Format the records between the lines holding "window, that would help a great deal." and "100 69 L 98", inclusive, as a Markdown table with the columns Row and Line. Skip any blank lines.

[Records from a data source]
==============================
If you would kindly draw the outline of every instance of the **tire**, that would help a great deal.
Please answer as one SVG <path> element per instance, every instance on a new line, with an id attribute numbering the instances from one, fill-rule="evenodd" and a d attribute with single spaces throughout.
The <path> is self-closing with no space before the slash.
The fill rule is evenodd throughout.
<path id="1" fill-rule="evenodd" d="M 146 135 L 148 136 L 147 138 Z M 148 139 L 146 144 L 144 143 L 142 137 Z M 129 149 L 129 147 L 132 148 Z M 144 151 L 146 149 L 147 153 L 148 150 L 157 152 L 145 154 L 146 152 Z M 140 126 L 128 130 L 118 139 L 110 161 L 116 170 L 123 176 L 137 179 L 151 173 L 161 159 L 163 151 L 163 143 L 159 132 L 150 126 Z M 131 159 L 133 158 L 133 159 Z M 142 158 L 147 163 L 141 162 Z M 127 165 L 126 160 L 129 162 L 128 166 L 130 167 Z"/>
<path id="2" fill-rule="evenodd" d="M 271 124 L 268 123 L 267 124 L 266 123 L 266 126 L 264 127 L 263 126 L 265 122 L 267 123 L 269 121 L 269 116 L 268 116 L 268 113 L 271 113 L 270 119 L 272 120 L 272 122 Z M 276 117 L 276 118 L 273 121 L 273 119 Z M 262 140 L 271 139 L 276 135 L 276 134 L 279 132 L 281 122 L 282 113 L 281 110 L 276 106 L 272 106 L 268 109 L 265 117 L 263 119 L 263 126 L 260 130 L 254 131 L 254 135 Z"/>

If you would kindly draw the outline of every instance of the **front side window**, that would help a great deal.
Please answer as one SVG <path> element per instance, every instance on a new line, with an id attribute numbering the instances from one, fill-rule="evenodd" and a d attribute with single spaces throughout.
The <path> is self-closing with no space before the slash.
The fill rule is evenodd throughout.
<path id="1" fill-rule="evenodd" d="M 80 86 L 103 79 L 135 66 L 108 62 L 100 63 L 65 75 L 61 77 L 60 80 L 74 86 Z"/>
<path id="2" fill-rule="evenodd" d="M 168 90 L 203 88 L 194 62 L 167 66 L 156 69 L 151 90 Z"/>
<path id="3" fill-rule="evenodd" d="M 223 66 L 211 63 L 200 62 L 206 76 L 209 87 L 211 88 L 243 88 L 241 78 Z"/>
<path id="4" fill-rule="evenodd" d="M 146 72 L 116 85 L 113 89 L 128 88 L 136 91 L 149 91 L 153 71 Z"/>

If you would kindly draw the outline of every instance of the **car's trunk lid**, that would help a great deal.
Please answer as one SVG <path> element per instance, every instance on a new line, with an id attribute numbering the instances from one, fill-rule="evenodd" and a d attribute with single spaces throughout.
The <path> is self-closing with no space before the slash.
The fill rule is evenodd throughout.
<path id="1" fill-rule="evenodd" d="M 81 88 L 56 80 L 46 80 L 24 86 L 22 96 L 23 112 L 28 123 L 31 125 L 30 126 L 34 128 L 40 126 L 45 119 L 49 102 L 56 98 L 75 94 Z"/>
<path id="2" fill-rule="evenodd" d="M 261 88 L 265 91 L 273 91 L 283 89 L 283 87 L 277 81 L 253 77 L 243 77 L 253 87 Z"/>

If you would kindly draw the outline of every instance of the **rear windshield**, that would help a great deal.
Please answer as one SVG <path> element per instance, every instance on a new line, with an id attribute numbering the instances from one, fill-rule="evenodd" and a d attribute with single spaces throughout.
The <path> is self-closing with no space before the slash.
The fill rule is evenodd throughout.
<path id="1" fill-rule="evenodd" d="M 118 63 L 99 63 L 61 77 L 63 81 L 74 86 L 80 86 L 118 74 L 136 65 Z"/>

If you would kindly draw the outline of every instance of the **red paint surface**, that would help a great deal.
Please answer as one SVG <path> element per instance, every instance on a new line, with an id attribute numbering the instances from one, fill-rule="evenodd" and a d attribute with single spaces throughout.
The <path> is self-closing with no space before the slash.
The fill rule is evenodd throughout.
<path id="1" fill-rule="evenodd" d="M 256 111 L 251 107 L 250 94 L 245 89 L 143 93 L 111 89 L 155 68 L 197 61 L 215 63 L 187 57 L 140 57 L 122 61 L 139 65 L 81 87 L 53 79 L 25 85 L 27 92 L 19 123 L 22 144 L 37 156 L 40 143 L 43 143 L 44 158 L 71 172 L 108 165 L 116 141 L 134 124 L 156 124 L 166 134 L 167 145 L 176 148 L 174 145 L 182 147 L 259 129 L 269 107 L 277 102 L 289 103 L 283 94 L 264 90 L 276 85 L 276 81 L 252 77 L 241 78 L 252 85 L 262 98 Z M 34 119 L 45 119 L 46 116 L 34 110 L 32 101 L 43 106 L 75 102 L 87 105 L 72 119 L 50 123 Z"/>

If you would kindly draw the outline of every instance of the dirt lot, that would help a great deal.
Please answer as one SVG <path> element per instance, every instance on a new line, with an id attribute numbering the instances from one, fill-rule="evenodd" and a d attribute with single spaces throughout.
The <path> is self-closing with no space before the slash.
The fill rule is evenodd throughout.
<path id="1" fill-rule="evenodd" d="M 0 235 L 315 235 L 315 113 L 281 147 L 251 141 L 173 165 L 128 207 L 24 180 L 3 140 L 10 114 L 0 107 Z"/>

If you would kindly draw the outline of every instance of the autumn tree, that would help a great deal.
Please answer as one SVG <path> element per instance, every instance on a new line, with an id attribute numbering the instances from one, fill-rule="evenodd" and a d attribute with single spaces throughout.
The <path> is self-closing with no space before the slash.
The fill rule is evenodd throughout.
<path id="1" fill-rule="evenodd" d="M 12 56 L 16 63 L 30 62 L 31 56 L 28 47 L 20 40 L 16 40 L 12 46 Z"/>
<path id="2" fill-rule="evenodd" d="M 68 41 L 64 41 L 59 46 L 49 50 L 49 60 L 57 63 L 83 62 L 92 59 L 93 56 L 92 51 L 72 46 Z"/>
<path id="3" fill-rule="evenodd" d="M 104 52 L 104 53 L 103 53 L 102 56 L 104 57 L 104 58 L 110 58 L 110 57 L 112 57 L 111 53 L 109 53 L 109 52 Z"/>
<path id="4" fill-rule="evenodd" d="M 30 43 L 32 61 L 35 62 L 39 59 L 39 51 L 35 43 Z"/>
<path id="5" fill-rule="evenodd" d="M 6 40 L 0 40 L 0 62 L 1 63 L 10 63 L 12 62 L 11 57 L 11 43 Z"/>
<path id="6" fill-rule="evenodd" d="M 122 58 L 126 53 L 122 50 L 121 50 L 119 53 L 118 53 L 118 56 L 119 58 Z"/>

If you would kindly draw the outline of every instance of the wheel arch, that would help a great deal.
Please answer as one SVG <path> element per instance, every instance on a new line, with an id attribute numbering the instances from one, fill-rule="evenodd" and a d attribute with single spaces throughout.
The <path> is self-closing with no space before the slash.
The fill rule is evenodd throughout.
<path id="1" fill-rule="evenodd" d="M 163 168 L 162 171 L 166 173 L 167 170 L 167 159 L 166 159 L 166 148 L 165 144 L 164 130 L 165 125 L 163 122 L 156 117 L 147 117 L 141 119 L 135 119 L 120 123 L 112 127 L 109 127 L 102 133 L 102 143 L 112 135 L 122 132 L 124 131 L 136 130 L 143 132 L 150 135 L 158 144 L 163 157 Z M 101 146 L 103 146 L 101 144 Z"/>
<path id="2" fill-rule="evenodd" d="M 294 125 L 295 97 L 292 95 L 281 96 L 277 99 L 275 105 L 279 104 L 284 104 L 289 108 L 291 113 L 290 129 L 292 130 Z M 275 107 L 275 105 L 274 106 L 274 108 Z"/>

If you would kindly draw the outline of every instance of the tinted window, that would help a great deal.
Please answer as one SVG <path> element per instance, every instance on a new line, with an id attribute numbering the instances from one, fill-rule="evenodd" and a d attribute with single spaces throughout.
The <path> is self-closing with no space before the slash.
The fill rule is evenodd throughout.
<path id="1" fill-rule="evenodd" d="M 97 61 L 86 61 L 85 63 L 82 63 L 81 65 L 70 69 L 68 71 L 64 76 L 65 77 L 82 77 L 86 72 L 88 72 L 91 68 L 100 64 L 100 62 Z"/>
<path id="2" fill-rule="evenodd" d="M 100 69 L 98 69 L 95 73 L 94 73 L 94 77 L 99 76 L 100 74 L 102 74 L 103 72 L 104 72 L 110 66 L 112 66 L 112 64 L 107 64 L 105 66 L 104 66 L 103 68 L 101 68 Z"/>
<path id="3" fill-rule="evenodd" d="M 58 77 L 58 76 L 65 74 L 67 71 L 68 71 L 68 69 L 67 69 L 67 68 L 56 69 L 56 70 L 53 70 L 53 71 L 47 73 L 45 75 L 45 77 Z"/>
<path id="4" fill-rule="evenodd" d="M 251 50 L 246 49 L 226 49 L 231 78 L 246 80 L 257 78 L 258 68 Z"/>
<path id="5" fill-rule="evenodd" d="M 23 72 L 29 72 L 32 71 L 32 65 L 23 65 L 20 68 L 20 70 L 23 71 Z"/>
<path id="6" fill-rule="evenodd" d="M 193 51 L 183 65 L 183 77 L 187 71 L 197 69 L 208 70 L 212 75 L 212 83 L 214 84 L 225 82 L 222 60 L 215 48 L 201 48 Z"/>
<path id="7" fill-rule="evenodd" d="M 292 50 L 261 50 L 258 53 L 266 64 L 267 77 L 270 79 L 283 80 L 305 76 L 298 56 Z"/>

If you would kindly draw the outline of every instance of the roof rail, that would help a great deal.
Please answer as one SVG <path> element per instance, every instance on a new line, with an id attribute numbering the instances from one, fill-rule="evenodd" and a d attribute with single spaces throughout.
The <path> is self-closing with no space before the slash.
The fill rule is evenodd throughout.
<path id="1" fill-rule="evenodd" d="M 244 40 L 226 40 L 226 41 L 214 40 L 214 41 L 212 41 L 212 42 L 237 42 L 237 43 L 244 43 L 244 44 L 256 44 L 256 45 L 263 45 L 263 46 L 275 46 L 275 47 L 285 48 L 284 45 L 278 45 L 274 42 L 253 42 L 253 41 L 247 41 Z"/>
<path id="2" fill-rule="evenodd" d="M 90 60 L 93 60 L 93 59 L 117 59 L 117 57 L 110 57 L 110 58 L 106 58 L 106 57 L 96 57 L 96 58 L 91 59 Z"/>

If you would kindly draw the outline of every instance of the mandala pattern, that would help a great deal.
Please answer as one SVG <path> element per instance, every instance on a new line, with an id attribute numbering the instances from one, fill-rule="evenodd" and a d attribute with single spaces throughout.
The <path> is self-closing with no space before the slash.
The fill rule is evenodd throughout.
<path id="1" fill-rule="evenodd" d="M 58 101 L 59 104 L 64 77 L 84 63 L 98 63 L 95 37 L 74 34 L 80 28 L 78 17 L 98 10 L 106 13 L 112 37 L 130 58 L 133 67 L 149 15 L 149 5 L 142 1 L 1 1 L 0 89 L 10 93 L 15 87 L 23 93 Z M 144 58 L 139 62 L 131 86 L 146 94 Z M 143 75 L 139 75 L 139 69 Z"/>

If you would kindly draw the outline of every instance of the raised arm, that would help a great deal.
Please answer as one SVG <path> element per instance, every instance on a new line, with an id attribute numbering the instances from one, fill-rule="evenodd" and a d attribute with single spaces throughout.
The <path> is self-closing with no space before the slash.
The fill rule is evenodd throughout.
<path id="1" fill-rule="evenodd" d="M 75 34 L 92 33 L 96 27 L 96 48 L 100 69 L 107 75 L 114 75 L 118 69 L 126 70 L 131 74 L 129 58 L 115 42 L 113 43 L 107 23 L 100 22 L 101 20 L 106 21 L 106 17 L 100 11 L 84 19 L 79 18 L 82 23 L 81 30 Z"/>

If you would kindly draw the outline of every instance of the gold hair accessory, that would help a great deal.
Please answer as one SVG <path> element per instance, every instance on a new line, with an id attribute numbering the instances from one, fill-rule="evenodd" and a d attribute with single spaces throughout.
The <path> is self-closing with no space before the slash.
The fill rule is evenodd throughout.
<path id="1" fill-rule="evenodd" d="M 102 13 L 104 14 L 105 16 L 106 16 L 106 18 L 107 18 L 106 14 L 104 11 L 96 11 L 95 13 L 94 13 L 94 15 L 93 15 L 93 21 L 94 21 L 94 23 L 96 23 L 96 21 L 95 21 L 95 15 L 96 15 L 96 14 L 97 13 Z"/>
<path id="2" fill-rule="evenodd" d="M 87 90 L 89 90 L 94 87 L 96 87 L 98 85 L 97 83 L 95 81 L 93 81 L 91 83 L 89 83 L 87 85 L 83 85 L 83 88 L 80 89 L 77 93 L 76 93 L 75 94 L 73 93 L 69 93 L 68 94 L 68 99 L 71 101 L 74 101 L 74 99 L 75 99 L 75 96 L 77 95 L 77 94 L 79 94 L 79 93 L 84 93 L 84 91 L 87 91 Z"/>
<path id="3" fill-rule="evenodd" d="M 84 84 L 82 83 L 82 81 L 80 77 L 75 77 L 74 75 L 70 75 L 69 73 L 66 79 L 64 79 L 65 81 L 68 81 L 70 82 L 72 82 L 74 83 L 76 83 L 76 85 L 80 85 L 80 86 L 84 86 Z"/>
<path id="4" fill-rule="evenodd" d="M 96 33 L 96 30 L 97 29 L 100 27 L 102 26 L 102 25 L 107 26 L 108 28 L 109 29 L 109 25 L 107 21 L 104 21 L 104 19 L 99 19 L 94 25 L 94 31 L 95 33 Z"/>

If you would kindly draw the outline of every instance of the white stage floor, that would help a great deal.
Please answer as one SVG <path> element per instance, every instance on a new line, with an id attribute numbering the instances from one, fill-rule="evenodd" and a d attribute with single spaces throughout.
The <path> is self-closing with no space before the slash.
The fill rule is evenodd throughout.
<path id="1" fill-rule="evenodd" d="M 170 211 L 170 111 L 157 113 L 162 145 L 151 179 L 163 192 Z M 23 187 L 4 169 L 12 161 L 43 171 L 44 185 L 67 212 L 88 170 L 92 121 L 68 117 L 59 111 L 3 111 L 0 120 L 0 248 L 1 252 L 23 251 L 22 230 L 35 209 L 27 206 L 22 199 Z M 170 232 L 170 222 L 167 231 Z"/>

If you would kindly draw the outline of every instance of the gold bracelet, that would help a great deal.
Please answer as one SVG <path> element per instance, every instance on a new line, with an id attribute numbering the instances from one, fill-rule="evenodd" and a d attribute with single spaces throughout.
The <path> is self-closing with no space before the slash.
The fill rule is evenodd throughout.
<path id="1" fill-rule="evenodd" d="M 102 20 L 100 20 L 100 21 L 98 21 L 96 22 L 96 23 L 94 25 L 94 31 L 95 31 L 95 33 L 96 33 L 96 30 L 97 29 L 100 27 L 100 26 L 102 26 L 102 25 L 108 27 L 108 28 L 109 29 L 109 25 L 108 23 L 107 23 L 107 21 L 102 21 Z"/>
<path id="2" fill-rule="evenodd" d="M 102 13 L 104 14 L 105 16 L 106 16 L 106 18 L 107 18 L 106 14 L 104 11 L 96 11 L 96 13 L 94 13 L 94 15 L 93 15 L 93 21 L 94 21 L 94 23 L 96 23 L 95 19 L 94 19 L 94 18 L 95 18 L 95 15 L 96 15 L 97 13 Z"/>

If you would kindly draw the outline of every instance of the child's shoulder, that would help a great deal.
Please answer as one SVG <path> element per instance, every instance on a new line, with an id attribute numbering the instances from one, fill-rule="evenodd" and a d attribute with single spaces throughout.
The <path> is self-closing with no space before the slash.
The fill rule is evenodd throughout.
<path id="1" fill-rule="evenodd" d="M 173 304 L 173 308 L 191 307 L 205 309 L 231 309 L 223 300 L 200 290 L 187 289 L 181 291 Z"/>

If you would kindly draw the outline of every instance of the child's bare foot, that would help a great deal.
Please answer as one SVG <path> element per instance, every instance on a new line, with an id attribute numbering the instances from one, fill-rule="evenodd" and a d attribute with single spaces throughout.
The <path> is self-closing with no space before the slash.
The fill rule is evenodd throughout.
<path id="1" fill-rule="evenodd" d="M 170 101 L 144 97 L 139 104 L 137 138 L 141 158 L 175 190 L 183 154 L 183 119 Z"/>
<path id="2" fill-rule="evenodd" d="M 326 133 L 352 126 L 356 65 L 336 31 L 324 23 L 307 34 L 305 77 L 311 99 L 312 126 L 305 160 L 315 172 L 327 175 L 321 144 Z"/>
==============================
Exercise output.
| Row | Line |
|---|---|
| 1 | If you would kindly draw the outline of every instance of the tinted window, that would help a great deal. |
| 2 | Please answer as one SVG <path> element per instance, every instance on a new line, with an id attribute numbering the instances from one, fill-rule="evenodd" and a d attribute with single spaces throughout. |
| 3 | The <path> is self-closing with no space before the slash. |
| 4 | The fill rule is evenodd throughout. |
| 5 | <path id="1" fill-rule="evenodd" d="M 97 61 L 86 61 L 85 63 L 82 63 L 81 65 L 70 69 L 68 71 L 64 76 L 65 77 L 82 77 L 86 72 L 88 72 L 91 68 L 100 64 L 100 62 Z"/> |
| 6 | <path id="2" fill-rule="evenodd" d="M 100 69 L 98 69 L 95 73 L 94 73 L 94 77 L 99 76 L 100 74 L 102 74 L 103 72 L 104 72 L 110 66 L 112 66 L 112 64 L 107 64 L 105 66 L 104 66 L 103 68 L 101 68 Z"/> |